### TASK DESCRIPTION
Rewrite the material below, replacing every occurrence of "wall shadow" with "fence shadow" and leaving everything else unchanged.
── INPUT RECORDS ──
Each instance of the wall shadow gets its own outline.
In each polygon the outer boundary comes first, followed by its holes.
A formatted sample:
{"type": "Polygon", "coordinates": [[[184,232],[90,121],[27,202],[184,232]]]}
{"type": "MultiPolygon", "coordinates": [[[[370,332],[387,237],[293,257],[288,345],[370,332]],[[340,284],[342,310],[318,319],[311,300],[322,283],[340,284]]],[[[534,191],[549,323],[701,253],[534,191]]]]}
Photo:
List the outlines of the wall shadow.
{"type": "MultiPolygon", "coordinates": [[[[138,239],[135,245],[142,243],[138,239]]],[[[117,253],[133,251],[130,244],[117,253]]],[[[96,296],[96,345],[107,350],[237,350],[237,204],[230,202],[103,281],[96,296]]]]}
───
### FULL ANSWER
Each instance of the fence shadow gets its own outline.
In each polygon the outer boundary comes first, followed by its holes.
A formatted sample:
{"type": "Polygon", "coordinates": [[[184,232],[90,121],[27,202],[184,232]]]}
{"type": "MultiPolygon", "coordinates": [[[[370,332],[387,237],[293,257],[288,345],[370,332]],[[340,284],[342,310],[318,319],[311,300],[322,283],[340,284]]],[[[534,191],[549,323],[701,253],[534,191]]]]}
Photo:
List the outlines of the fence shadow.
{"type": "MultiPolygon", "coordinates": [[[[138,239],[135,245],[142,243],[138,239]]],[[[117,253],[133,251],[130,244],[117,253]]],[[[96,296],[96,345],[107,350],[237,350],[237,204],[230,202],[103,281],[96,296]]]]}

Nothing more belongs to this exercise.